Edit the listing below so that each "thickest part" becomes "widest part". Leave everything else unchanged.

··· DATA FOR THE TASK ···

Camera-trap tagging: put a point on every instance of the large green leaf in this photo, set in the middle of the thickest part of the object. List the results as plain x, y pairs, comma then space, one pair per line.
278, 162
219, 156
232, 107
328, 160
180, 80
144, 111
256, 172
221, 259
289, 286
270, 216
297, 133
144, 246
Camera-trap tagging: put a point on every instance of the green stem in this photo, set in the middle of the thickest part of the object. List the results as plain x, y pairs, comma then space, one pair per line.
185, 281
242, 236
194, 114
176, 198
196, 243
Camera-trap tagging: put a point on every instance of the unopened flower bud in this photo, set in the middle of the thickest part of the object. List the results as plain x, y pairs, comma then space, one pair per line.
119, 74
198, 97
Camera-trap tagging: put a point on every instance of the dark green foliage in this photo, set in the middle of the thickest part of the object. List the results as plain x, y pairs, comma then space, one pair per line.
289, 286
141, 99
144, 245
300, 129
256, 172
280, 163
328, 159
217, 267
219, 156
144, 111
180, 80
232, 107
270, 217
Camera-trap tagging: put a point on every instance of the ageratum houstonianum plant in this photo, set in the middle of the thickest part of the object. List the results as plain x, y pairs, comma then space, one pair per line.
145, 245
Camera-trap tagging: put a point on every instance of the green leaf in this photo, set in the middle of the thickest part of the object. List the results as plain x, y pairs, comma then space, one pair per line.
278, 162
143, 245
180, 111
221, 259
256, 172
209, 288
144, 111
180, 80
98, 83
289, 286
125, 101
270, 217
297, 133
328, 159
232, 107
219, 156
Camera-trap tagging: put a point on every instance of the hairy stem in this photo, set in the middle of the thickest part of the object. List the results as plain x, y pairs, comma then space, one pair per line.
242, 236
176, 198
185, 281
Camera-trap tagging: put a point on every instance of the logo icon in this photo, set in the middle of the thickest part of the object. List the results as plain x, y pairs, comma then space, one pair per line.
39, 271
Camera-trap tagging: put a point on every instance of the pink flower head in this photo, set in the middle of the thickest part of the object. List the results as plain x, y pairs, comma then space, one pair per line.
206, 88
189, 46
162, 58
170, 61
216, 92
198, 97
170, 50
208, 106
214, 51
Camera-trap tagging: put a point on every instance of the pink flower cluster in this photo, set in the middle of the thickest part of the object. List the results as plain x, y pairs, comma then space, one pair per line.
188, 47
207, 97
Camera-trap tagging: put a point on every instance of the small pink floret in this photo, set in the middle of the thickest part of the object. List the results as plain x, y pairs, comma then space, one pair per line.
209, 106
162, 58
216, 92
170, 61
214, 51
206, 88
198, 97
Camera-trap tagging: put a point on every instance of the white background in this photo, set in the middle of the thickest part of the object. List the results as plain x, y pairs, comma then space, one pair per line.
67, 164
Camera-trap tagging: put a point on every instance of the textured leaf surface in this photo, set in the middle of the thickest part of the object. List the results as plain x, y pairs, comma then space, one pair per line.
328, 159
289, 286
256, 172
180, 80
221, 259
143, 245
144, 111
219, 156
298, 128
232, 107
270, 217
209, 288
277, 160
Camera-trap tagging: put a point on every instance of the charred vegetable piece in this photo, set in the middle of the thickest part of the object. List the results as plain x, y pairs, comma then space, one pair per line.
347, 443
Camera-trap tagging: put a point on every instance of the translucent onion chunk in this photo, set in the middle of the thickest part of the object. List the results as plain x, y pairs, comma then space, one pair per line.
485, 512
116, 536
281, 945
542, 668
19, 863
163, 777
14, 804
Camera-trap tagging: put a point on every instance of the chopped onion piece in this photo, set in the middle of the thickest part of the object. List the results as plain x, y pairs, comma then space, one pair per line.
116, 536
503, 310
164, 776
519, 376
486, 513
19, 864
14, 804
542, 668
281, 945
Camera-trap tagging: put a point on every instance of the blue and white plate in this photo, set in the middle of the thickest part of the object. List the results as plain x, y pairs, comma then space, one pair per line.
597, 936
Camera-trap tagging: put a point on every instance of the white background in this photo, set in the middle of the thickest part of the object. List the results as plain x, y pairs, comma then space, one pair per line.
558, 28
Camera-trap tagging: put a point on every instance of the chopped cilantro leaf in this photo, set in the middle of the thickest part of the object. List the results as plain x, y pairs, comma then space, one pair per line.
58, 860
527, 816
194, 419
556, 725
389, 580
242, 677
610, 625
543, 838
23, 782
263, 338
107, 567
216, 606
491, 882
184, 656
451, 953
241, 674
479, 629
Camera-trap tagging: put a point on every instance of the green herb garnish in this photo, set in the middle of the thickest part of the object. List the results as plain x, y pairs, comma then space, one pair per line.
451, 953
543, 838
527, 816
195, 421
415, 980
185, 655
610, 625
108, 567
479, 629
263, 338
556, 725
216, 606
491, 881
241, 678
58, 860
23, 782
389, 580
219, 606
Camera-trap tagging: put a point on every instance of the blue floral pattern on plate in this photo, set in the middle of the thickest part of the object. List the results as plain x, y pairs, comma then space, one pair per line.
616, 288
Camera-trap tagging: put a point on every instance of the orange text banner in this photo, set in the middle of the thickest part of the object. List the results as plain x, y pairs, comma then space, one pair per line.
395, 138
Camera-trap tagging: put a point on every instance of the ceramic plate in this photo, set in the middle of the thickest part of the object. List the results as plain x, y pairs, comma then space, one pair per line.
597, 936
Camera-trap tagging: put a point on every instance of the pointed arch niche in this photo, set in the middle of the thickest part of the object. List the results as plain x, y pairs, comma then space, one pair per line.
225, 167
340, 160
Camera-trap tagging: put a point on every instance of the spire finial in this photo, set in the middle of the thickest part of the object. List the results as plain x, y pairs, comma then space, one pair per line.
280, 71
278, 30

···

■ **RESULT OF THIS EXERCISE**
Camera-trap tagging: put a point on every instance of the large green leaf in this photo, set in the middle of the widest part of the object. List the results as plain x, y pairs, comma then space, one pair per line.
278, 162
219, 156
232, 107
328, 160
180, 80
144, 111
256, 172
221, 259
289, 286
270, 216
297, 133
144, 246
Camera-trap tagging: put a point on every instance of the green stem in this photo, set in the middle of the widest part of the object. List the results as plain x, y pairs, comma then space, one pair per line.
185, 281
242, 236
194, 114
176, 198
196, 243
Camera-trap tagging: put a point on every instance of the unopened flower bud in this photo, set in the middle of the widest part of the object. List the results as plain x, y pairs, comma then space, one pair per line.
119, 74
198, 97
Camera-trap tagging: put a point on every instance of the dark green foliage in this photo, set in the middle of the widest part of the object. List the results as plain x, y pairs, comma then space, one pair per line.
289, 286
141, 99
144, 245
300, 129
256, 172
280, 163
328, 159
217, 267
219, 156
144, 111
180, 80
232, 107
270, 217
Camera-trap tagging: put a point on every instance of the ageratum houstonianum plant in this photo, set in the middle of the widest part of the object. List the results as plain x, y pairs, comma then space, one pair per line.
145, 245
Camera-trap tagging: put a point on every instance of the green leaf in this photo, set in the middle of the widest part of the object. List the results as plain x, y pairs, comma then space, one pair per line.
278, 162
143, 245
180, 111
221, 259
256, 172
209, 288
144, 111
180, 80
98, 83
289, 286
125, 101
270, 217
297, 133
328, 159
232, 107
219, 156
Camera-trap tagging: put a point on every instance of the hairy stem in this photo, set in the middle of the widest part of the object. List the results as plain x, y pairs, comma then space, one pair per line.
242, 236
176, 198
185, 281
Camera-trap tagging: put a point on every instance of the logo icon in this photo, set in the middle of the widest part of the object. List the results as plain x, y pairs, comma then space, one pair per line.
39, 271
Camera-trap tagging: put a point on every instance of the pink flower head in this photo, set in the middle of the widest part of the object. List the results as plain x, y pairs, comma then space, one pair per line.
206, 88
189, 46
162, 58
170, 61
216, 92
198, 97
170, 50
208, 106
214, 51
Camera-trap tagging: put a point on every instance of the pink flower cluster in this photo, set in the middle of the widest part of the object. List the results as plain x, y pairs, comma then space, one pair per line.
188, 47
207, 97
Camera-trap tagging: put a point on every instance of the small pink floret in this photo, set in the middle of the widest part of the object. List the results as plain x, y pairs, comma then space, one pair per line.
209, 106
162, 58
216, 92
170, 61
214, 51
206, 88
198, 97
Camera-trap tagging: put a point on every instance of the white background in this photo, set in the middle of the widest part of the object. List the results as plain x, y pairs, comma then space, one pair per line.
67, 164
Camera-trap tagging: put a point on every instance of the textured leaf surface in this photo, set in the middle of the widest part of the object. List the results as plain x, y pairs, comma then space, one pair per line.
328, 159
289, 286
256, 172
180, 80
221, 259
143, 245
144, 111
219, 156
298, 128
232, 107
270, 217
209, 288
277, 160
Camera-trap tagging: put a point on every instance of the charred vegetable piece in this photo, set in the middle of the widest part of the object. List the results as plain x, y pairs, comma then space, one pair per line.
347, 443
Camera-trap tagging: put a point on every instance of the translucent onion chunk in this photo, set in the middle of the widest part of the object. List the results as plain x, y pairs, comma then space, one pair per line.
485, 512
116, 536
281, 945
542, 668
19, 863
163, 777
14, 804
Camera-trap tagging: put a point on every instance of the chopped onion piece in this photo, set in the middle of the widest part of the object. List the results as plain x, y pairs, comma then space, one pair per line.
116, 536
503, 310
164, 776
519, 376
486, 513
19, 864
14, 804
542, 668
281, 945
Camera-trap tagging: put a point on every instance of the blue and white plate in this photo, set in the middle of the widest part of the object. List the results as plain x, y pairs, comma then space, one pair per line.
597, 936
Camera-trap tagging: put a point on every instance of the white background in this photo, set in the middle of the widest part of the object. List the results as plain x, y pairs, comma then space, one pair per line.
558, 28
Camera-trap tagging: put a point on every instance of the chopped cilantro leaf in this photo, set in the middle of the widest part of the object. List the results as plain x, y pairs, comma then space, one pair per line.
58, 860
527, 816
194, 419
556, 725
389, 580
242, 677
610, 625
543, 838
23, 782
263, 338
107, 567
216, 606
491, 882
184, 656
451, 953
241, 674
479, 629
Camera-trap tagging: put a point on every instance of the green herb garnish in this photo, set in the middle of the widest part of the object. List the results as plain x, y pairs, comma then space, one pair per line.
451, 953
543, 838
527, 816
195, 421
415, 980
185, 655
610, 625
108, 567
479, 629
263, 338
556, 725
216, 606
491, 881
241, 678
58, 860
23, 782
389, 580
219, 606
Camera-trap tagging: put a point on every instance of the blue floral pattern on plate in this photo, set in the middle of the widest part of the object. List the results as plain x, y pairs, comma then space, one pair per line.
616, 288
Camera-trap tagging: put a point on every instance of the orange text banner in this photo, set in the middle of the widest part of the object. List the results as plain x, y pairs, comma then space, one pair per line.
395, 138
Camera-trap tagging: put a point on every instance of the ceramic plate in this photo, set in the middle of the widest part of the object. List the results as plain x, y pairs, comma then space, one pair per line.
597, 936
Camera-trap tagging: put a point on every instance of the pointed arch niche in this photo, set in the middle of the widest part of the object. List the results as plain x, y pairs, comma then space, one pair per line.
225, 167
340, 160
Camera-trap tagging: put a point on every instance of the spire finial in this photo, set in the middle of the widest part of the object. List the results as plain x, y pairs, comma then space, one pair per line.
280, 71
278, 30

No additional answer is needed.